- About this exercise
Would you please copy every line below that includes the string "rough"?

(Provided records Opens)

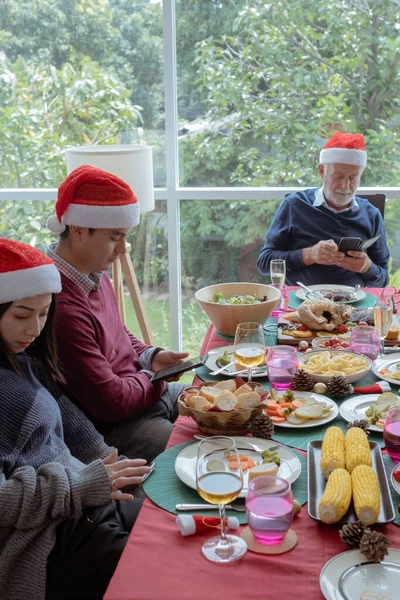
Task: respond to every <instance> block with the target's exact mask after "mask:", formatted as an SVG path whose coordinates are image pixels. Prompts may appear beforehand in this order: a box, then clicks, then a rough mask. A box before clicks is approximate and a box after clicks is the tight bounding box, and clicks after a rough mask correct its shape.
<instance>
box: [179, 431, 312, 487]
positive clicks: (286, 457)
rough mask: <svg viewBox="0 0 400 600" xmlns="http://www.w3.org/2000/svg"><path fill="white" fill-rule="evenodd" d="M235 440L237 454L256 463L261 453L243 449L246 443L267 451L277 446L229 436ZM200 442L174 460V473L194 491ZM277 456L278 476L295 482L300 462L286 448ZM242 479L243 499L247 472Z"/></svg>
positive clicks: (287, 449) (246, 439) (248, 439)
mask: <svg viewBox="0 0 400 600" xmlns="http://www.w3.org/2000/svg"><path fill="white" fill-rule="evenodd" d="M229 437H232V439H234V440H235V442H236V445H237V446H238V447H240V448H241V449H240V450H239V452H240V453H241V454H246V455H247V456H249V457H250V458H252V459H253V460H254V461H255V462H256V463H261V462H262V458H261V453H260V452H256V451H255V450H252V448H251V447H250V446H249V449H248V450H247V448H246V449H244V448H245V447H246V443H247V442H250V443H254V444H256V445H257V446H259V447H260V448H263V449H265V450H267V449H268V448H271V446H277V445H278V444H277V443H276V442H274V441H272V440H263V439H262V438H254V437H251V438H249V437H246V436H229ZM199 444H200V442H193V444H191V445H190V446H186V448H184V449H183V450H182V452H180V454H178V456H177V457H176V460H175V473H176V474H177V476H178V477H179V479H180V480H181V481H183V483H185V484H186V485H188V486H189V487H190V488H192V489H194V490H195V489H196V460H197V448H198V446H199ZM278 456H279V458H280V459H281V464H280V466H279V470H278V475H279V477H282V479H286V480H287V481H289V483H293V482H294V481H296V479H297V478H298V476H299V475H300V473H301V462H300V460H299V458H298V457H297V456H296V455H295V454H294V452H292V451H291V450H289V448H286V446H282V445H280V448H279V451H278ZM243 477H244V485H243V489H242V491H241V492H240V494H239V498H244V497H245V496H246V494H247V487H248V474H247V472H246V473H244V474H243Z"/></svg>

(Provided records Closes)

- Answer to this problem
Task: respond to every <instance> block with the target's exact mask after "mask:", formatted as an SVG path whose coordinates are image pixels. Prompts may appear beforehand in this order: a box, then clicks, then a rough mask. A box before clicks is approximate and a box after clicks is the tight bounding box, and clicks after a rough mask correct its shape.
rough mask: <svg viewBox="0 0 400 600" xmlns="http://www.w3.org/2000/svg"><path fill="white" fill-rule="evenodd" d="M235 440L237 454L256 463L261 453L243 449L246 443L267 451L277 446L229 436ZM200 442L174 460V473L194 491ZM277 456L278 476L295 482L300 462L286 448ZM242 479L243 499L247 472Z"/></svg>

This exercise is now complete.